» **WORK INSTRUCTIONS**: Go through the lines below and copy each one that holds the string "melted".
--- PROVIDED DATA Enclosed Below ---
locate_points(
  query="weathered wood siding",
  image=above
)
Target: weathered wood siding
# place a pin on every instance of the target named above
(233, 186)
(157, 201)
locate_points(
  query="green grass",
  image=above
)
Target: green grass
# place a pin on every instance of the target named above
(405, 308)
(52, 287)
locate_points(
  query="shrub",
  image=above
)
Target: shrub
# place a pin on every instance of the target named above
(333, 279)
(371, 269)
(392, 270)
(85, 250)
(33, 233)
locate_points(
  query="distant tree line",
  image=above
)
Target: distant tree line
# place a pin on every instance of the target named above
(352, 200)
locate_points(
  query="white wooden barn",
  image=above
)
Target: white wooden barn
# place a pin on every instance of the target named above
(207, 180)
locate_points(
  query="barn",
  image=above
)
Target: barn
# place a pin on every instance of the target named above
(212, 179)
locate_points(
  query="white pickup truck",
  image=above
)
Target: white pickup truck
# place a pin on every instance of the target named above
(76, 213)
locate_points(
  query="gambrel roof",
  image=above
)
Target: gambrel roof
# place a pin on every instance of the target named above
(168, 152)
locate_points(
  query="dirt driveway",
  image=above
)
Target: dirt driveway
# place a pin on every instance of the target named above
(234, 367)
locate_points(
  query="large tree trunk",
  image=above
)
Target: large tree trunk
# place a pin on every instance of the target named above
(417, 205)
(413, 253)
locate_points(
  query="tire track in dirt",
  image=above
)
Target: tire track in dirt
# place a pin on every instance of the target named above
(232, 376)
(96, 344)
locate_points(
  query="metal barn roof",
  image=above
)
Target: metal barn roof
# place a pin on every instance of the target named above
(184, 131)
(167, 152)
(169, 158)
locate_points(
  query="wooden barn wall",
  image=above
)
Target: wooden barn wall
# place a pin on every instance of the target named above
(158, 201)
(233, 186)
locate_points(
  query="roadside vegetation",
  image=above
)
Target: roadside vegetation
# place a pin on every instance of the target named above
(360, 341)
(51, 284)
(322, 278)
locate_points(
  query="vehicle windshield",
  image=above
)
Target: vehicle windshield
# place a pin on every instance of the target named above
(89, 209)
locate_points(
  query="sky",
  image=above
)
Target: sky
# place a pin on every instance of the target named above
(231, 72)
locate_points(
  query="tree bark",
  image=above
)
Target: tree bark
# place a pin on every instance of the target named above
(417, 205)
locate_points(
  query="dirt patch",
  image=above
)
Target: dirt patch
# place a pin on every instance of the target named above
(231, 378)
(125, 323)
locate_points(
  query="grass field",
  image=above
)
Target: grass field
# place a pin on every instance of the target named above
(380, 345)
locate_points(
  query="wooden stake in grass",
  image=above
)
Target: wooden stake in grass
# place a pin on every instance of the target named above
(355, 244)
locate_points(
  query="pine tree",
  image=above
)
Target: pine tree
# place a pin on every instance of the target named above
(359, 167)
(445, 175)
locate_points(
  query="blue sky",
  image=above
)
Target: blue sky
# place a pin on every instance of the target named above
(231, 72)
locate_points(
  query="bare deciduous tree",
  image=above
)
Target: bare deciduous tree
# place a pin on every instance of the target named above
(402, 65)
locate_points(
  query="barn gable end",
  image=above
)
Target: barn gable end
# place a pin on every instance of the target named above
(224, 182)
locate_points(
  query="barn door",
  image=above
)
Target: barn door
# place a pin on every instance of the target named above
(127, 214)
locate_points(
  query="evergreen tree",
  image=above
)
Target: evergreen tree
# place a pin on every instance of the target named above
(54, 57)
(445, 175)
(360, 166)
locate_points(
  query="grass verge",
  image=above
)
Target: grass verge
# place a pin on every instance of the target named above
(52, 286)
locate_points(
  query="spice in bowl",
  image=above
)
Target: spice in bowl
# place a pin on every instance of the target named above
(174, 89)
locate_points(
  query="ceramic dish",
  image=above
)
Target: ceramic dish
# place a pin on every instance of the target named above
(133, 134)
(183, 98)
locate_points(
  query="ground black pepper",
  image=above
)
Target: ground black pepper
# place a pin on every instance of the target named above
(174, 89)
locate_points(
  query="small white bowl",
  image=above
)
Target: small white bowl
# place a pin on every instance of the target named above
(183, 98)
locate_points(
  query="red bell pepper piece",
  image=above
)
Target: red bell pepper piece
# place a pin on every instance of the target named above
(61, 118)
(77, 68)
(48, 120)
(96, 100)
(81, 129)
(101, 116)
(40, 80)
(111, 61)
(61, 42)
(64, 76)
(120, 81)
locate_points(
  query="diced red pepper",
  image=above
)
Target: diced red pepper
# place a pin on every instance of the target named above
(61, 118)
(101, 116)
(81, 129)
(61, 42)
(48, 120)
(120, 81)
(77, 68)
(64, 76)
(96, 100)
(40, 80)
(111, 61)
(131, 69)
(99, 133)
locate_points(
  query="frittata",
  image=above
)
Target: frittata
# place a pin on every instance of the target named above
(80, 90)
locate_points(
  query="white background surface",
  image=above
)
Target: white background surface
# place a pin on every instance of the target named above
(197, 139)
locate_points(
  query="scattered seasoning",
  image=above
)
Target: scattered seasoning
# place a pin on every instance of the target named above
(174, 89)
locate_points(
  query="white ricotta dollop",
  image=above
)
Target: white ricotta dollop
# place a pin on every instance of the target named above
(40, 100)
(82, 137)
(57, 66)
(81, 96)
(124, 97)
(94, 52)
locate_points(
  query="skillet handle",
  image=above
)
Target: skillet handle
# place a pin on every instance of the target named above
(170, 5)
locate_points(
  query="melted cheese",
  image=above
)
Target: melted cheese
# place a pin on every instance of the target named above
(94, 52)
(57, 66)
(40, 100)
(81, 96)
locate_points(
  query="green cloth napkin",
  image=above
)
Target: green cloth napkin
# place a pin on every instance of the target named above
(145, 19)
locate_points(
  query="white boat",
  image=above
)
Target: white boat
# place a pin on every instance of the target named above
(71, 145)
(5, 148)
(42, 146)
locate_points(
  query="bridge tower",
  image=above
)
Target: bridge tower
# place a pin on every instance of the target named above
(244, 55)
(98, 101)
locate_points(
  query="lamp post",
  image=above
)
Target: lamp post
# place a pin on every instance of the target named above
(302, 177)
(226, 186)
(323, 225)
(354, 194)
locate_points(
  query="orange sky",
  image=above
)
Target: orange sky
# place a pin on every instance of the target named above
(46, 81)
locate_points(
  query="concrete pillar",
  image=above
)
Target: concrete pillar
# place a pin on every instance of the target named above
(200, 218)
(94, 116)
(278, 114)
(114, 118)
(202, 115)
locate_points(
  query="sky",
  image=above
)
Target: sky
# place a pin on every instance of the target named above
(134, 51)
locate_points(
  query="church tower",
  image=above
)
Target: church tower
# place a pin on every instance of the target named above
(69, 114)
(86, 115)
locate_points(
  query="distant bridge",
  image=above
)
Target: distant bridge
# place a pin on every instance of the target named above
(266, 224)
--- End of Enclosed PROVIDED DATA ---
» **WRITTEN REPLY**:
  query="melted cheese",
Target: melted cheese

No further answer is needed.